■ **What is needed**: Here are the records. Write out exactly the lines between the one holding "Pretty please, detect the person wearing" and the one holding "Pretty please, detect the wooden", inclusive.

■ **Input material**:
[Start of Attachment]

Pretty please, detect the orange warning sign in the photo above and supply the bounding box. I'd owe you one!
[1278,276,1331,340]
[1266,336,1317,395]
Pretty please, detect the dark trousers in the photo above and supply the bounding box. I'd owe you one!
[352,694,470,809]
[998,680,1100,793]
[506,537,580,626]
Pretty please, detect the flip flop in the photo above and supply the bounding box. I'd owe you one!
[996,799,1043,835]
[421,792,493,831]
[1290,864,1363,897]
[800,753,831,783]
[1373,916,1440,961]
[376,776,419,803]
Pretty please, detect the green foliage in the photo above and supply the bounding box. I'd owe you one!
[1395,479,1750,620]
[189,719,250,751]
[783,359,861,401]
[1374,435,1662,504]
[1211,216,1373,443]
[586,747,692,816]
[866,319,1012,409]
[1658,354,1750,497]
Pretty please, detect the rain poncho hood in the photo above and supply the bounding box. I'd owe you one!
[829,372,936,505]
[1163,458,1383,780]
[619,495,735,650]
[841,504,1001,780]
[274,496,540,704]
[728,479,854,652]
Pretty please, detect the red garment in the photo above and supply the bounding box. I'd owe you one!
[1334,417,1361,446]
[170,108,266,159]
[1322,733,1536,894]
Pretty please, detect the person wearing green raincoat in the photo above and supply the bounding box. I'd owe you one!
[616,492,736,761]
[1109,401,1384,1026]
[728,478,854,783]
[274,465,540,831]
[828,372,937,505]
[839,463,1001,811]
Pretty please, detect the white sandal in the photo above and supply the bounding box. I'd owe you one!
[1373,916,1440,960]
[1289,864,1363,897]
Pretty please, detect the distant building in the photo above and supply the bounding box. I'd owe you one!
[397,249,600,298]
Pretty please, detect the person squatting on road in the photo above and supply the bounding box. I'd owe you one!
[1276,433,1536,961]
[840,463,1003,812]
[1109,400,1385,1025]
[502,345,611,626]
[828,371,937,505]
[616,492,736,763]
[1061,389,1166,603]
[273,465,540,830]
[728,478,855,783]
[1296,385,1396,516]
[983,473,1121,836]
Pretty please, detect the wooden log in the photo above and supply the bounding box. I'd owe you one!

[End of Attachment]
[Start of Attachment]

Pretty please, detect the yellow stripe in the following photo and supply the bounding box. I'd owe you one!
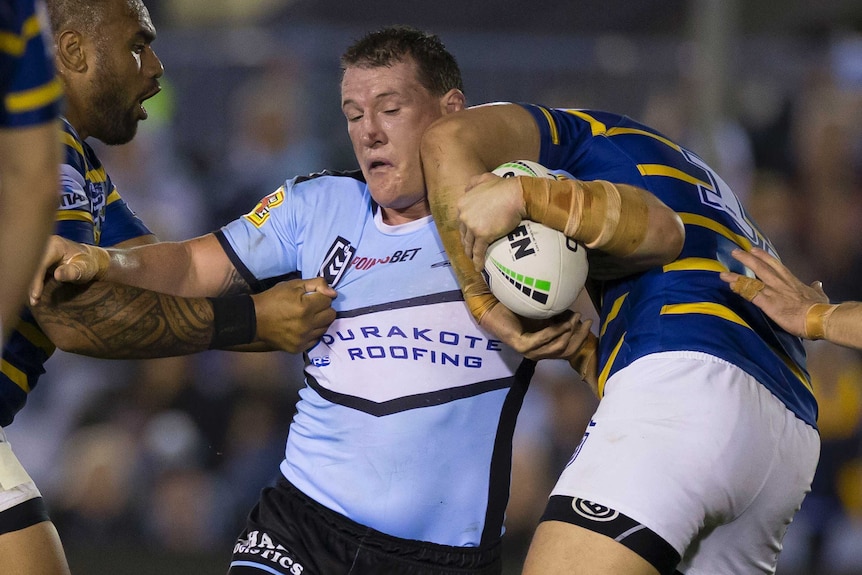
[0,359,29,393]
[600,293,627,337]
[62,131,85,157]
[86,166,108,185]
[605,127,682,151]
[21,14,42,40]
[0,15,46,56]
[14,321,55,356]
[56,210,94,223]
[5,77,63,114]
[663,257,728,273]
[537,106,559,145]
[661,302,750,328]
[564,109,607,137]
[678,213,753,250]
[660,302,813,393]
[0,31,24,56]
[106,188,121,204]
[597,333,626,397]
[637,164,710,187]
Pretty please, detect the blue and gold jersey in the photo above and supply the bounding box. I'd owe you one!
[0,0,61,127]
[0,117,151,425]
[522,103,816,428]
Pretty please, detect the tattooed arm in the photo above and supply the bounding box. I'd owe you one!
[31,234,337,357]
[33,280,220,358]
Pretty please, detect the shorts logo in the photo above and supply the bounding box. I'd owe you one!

[End of Attachment]

■ **Task solution**:
Pretty please, detect the person wearing green raincoat in the photo above and supply the bounding box. I'd owe you one!
[616,492,736,761]
[1109,401,1384,1026]
[728,478,854,783]
[274,465,540,831]
[828,372,937,505]
[839,463,1001,811]
Pretty please, detect the white sandal in the photo above and supply the bounding box. I'd owe you one!
[1373,916,1440,960]
[1289,864,1363,897]
Pretty please, detect the distant building in the photo above and supply the bounding box. I'd owe you one!
[397,249,600,298]
Pretty please, detect the person squatting on road in the photo above and supply the bounding box. I'd owe you one!
[1276,433,1536,961]
[840,463,1003,812]
[1109,400,1385,1025]
[502,345,611,626]
[828,371,937,505]
[616,492,736,763]
[1061,389,1166,603]
[273,465,540,830]
[728,478,855,783]
[1296,385,1396,516]
[983,473,1121,836]
Pretty please, detect the wooden log in the photo above and supply the bounding box. I'd owe you one!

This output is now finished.